• [Exercice court A] D'après la critique du Maître du Kabuki, quel âge a Kikuo à la mort de son père ?
• [Exercice court B] Réécris le passage de la critique du Maître du Kabuki qui va de « Le Maître de » jusqu'à « en la matière. », en mettant « méfiance » à la place de « jalousie ».
• [Exercice court C] Prolonge la critique du Maître du Kabuki après sa dernière phrase.

• [Texte fourni]
————————

Le Maître du Kabuki : Adieu, ma concubine

Présenté à la Quinzaine des Cinéastes cette année, Le Maître du Kabuki n’a pas fait grand bruit, peut-être en raison de sa durée prohibitive (2h54). Sang il-Lee, son metteur en scène, acteur de formation, est surtout connu pour avoir réalisé un remake japonais du fameux Impitoyable de Clint Eastwood. Avec Le Maître du Kabuki, il change totalement de genre pour dresser une fresque historique de plus de cinquante ans, de 1964 à 2014, sur les destins conjugués de deux acteurs de kabuki, particulièrement spécialisés dans les rôles féminins, appelés onnagata. Sorte d’Adieu ma concubine (Palme d’or 1993 ex aequo avec La Leçon de piano) nippon, Le Maître du Kabuki n’atteint pas forcément l’intensité de son modèle chinois, tout en parvenant à une certaine forme de grâce dans sa dernière partie.

Nagasaki, 1964 – A la mort de son père, chef d’un gang de yakuzas, Kikuo, 14 ans, est confié à un célèbre acteur de kabuki. Aux côtés de Shunsuke, le fils unique de ce dernier, il décide de se consacrer à ce théâtre traditionnel. Durant des décennies, les deux jeunes hommes évoluent côte à côte, de l’école du jeu aux plus belles salles de spectacle, entre scandales et gloire, fraternité et trahisons… L’un des deux deviendra le plus grand maître japonais de l’art du kabuki.

Sorte d’Adieu ma concubine nippon, Le Maître du Kabuki n’atteint pas forcément l’intensité de son modèle chinois, tout en parvenant à une certaine forme de grâce dans sa dernière partie.

Le Maître de kabuki narre les destins croisés de deux acteurs de kabuki, Shunsuke, le fils d’un célèbre acteur de ce style de théâtre japonais, volontairement outré et mélodramatique, et Kikuo, enfant adopté. Amitié, rivalité, jalousie, trahison, tout le programme des relations au long cours va y passer, jusqu’à ce que l’un des deux (on ne dira pas qui pour préserver un certain suspense, même si cela relève du secret de Polichinelle) finisse par s’imposer comme l’ultime référence en la matière.

————————

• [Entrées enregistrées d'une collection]

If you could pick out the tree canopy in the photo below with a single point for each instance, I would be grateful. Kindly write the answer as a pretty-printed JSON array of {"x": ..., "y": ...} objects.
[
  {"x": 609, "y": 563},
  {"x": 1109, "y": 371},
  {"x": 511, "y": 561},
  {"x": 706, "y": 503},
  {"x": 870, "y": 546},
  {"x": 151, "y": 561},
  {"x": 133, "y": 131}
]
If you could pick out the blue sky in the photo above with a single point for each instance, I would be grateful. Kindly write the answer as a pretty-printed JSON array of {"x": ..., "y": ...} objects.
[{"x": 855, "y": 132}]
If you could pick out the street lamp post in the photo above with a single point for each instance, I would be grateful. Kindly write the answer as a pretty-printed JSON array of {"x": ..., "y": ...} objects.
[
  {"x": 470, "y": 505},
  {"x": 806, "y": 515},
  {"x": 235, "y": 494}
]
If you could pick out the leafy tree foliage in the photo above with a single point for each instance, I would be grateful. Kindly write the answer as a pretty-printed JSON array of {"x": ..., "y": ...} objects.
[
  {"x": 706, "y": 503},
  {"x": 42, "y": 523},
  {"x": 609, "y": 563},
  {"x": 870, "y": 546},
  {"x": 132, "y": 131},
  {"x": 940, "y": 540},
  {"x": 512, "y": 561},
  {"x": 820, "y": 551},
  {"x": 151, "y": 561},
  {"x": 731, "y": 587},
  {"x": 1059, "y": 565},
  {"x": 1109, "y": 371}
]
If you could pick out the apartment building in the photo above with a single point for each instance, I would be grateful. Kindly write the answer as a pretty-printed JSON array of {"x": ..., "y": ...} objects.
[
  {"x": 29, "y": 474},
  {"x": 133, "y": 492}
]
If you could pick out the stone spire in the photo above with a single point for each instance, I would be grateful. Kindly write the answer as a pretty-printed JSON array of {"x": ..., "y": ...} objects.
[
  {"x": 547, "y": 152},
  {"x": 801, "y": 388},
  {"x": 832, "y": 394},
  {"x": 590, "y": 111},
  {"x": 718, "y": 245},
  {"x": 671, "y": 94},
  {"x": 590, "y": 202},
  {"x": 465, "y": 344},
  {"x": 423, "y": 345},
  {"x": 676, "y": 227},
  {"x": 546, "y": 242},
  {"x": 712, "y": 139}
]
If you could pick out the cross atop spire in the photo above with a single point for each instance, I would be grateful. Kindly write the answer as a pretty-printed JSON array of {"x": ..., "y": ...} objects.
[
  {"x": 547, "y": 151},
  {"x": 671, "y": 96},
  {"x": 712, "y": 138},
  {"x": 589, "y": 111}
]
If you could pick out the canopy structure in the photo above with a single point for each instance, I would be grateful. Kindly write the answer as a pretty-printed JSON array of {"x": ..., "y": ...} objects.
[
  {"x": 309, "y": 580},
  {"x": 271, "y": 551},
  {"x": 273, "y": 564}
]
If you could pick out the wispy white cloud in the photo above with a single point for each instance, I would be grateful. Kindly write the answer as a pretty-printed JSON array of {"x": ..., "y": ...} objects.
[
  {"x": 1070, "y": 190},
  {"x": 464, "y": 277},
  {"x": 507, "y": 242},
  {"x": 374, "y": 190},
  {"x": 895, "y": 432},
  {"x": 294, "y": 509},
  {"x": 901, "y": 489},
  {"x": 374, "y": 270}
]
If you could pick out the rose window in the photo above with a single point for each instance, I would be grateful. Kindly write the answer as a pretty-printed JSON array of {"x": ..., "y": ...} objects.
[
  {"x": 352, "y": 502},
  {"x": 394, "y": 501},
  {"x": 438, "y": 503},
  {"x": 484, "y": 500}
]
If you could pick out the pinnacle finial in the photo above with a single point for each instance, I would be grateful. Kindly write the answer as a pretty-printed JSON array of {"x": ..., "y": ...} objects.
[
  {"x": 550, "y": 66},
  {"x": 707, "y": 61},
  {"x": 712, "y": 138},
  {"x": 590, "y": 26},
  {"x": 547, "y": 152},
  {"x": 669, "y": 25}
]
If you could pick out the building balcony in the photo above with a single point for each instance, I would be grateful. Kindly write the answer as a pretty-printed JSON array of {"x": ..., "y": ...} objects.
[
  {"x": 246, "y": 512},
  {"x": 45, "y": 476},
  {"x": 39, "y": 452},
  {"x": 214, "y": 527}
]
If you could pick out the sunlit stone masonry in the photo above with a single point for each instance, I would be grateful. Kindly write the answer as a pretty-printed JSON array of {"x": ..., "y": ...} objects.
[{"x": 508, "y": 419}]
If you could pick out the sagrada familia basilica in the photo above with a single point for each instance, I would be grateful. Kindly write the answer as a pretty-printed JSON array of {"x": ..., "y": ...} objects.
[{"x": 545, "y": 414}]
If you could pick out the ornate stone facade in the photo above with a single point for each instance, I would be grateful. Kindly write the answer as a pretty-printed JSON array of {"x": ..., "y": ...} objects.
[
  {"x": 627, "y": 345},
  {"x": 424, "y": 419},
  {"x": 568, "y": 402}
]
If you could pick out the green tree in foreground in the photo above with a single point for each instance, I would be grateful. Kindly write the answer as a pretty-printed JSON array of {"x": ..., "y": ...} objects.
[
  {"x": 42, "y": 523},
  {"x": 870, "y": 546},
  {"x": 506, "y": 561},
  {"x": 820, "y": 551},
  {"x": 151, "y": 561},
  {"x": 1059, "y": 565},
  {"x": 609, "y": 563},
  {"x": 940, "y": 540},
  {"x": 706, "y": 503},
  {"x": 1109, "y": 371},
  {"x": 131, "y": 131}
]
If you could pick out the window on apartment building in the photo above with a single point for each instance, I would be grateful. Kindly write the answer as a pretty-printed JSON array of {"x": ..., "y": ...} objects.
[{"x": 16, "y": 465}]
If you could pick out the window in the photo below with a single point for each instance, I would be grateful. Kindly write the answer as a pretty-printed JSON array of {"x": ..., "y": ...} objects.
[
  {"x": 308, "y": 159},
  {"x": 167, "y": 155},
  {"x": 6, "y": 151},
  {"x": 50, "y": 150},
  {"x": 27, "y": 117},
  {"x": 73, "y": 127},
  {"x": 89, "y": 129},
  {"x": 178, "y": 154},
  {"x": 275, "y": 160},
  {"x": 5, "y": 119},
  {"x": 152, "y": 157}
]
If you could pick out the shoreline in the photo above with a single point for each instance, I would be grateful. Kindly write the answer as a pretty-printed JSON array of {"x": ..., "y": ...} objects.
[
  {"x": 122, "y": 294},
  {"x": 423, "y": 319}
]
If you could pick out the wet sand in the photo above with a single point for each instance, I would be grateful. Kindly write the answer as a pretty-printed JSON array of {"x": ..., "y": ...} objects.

————————

• [Bonne réponse A] Il a 14 ans.

• [Bonne réponse B]
Le Maître de kabuki narre les destins croisés de deux acteurs de kabuki, Shunsuke, le fils d’un célèbre acteur de ce style de théâtre japonais, volontairement outré et mélodramatique, et Kikuo, enfant adopté. Amitié, rivalité, méfiance, trahison, tout le programme des relations au long cours va y passer, jusqu’à ce que l’un des deux (on ne dira pas qui pour préserver un certain suspense, même si cela relève du secret de Polichinelle) finisse par s’imposer comme l’ultime référence en la matière.

• [Bonne réponse C]
A l’évidence, on se trouve devant une oeuvre de belle facture, techniquement irréprochable. On croit ainsi s’embarquer dans une version nippone de Il était une fois en Amérique, où une amitié d’adolescence va progressivement se transformer en relation d’amour-haine, ballottée par les contingences et les intermittences des sentiments. Le Maître du kabuki souffre néanmoins de deux inconvénients importants : 1) en dépit de sa longue durée, des ellipses narratives dommageables qui empêchent de s’identifier réellement au cheminement psychologique des deux protagonistes. 2) conséquence de cela, le film, malgré des événements mélodramatiques, engendre finalement assez peu d’émotions.

Très beau esthétiquement, le film déroule imperturbablement son programme froid et assez mécanique, sans que l’on parvienne à se connecter émotionnellement à ses personnages. Certes l’un des protagonistes s’avère être particulièrement antipathique mais il eût fallu pour incarner ce Michael Corleone en puissance, dégager un certain pouvoir de fascination qui aurait occulté sa négativité. En dépit de la séquence très forte de la mort du père de Shunsuke, Hanjiro (Ken Watanabe en vedette invitée), le reste se succède de manière lisse, sans heurts ni anicroches.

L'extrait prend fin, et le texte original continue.